╭─ TEXTE À ÉTUDIER

La pensée complotiste : un défi pour les scientifiques

Le problème de la valeur de la preuve dans la pensée conspirationniste

Le problème de la preuve est essentiel dans toute recherche de la vérité, ou dans toute recherche pour construire une représentation la plus fidèle possible d'une situation problématique. A la lecture des argumentations complotistes, il apparaît que certains biais sont fréquents pour cette recherche de la vérité.

Le complotisme : une accumulation d'indices qui vaudrait comme une preuve définitive

La rhétorique du complot est une rhétorique de l'accumulation de ces indices, comme nous l'avons vu plus haut en discutant l'argument convergent. Cette rhétorique semble s'intégrer dans la pensée humaine presque naturellement car nous sommes amenés à procéder de la sorte pour résoudre de nombreux problèmes. Pensons ici au médecin lors d'un diagnostic, au policier dans son enquête ou au scientifique qui veut valider une hypothèse.

Du côté des complotistes, les négationnistes de l'alunissage, qui affirment que l'homme n'a jamais marché sur la lune, fournissent de très nombreux indices troublants dont l'accumulation doit emporter (selon eux) la conviction du public.

╰─
╭─ ENTRÉES PRÉSENTÉES

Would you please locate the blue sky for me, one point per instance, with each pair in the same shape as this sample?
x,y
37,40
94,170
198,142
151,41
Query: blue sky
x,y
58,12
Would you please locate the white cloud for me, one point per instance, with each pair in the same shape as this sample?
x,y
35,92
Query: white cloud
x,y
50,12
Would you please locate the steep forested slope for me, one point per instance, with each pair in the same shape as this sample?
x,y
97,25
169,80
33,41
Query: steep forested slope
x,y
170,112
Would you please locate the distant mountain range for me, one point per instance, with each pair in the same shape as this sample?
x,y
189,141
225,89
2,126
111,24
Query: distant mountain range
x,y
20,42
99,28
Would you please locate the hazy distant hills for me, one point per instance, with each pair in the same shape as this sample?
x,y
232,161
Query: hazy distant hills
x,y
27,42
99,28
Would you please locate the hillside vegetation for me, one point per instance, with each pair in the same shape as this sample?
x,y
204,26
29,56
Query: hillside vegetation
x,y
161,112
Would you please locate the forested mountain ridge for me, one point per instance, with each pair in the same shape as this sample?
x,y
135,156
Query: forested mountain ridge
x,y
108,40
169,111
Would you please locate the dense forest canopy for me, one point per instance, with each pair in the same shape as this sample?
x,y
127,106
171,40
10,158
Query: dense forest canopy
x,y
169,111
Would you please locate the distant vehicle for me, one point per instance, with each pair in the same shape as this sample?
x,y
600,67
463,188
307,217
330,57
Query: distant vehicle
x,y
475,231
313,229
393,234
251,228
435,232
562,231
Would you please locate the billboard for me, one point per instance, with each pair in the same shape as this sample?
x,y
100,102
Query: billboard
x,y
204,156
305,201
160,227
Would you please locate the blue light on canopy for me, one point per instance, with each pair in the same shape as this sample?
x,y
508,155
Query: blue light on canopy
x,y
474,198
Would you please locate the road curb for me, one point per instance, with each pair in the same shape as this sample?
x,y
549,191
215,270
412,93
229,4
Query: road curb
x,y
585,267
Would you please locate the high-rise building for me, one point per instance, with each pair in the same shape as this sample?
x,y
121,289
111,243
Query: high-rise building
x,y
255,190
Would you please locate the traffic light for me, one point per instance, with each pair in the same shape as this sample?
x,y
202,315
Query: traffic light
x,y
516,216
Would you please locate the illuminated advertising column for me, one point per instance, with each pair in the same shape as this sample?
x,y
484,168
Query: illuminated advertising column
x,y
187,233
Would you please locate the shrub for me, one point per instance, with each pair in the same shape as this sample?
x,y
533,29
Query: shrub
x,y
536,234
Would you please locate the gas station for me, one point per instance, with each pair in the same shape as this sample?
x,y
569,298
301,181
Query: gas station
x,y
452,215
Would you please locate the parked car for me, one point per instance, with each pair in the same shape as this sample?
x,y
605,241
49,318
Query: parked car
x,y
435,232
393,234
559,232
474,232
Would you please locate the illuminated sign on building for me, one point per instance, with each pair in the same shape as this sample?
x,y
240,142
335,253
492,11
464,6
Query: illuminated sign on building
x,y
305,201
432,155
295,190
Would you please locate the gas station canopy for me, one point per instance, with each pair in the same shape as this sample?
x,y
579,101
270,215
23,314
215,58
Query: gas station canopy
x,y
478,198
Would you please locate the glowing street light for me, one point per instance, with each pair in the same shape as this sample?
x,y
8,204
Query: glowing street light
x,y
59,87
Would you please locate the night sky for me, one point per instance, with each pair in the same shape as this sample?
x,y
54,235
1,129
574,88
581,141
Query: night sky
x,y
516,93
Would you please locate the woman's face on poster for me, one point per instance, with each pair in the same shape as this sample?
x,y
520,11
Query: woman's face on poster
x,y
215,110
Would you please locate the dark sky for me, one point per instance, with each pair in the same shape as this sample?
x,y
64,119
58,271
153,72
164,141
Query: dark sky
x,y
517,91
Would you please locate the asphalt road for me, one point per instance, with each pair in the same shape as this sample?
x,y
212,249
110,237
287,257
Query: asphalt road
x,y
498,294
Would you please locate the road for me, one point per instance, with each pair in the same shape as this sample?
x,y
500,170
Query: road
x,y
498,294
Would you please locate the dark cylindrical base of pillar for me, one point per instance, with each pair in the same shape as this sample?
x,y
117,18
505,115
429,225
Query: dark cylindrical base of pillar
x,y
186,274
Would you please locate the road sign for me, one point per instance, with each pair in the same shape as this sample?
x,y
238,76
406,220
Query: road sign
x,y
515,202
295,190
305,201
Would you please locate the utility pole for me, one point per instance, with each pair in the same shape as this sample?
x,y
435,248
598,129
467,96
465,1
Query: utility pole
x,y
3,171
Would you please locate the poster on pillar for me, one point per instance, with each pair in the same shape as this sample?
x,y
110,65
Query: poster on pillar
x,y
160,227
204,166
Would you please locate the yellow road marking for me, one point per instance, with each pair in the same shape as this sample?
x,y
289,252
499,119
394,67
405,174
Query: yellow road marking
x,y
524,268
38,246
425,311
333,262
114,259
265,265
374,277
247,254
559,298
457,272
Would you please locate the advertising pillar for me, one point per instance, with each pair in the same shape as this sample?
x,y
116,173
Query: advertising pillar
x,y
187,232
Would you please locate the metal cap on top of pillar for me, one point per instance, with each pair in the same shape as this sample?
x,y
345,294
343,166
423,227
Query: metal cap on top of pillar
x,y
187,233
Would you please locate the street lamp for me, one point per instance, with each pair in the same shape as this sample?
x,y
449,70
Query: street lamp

╰─

- [CONSIGNES]
1. Dans le texte sur la pensée complotiste, relevez toutes les figures professionnelles citées comme exemples de personnes qui procèdent par accumulation d'indices.
2. D'après le texte sur la pensée complotiste, qu'affirment les négationnistes de l'alunissage ?
3. Reproduisez le passage du texte sur la pensée complotiste qui commence aux mots « La rhétorique du » et s'arrête après « valider une hypothèse. ».

- [CORRIGÉS]
1.
- le médecin lors d'un diagnostic
- le policier dans son enquête
- le scientifique qui veut valider une hypothèse

2. Ils affirment que l'homme n'a jamais marché sur la lune.

3.
La rhétorique du complot est une rhétorique de l'accumulation de ces indices, comme nous l'avons vu plus haut en discutant l'argument convergent. Cette rhétorique semble s'intégrer dans la pensée humaine presque naturellement car nous sommes amenés à procéder de la sorte pour résoudre de nombreux problèmes. Pensons ici au médecin lors d'un diagnostic, au policier dans son enquête ou au scientifique qui veut valider une hypothèse.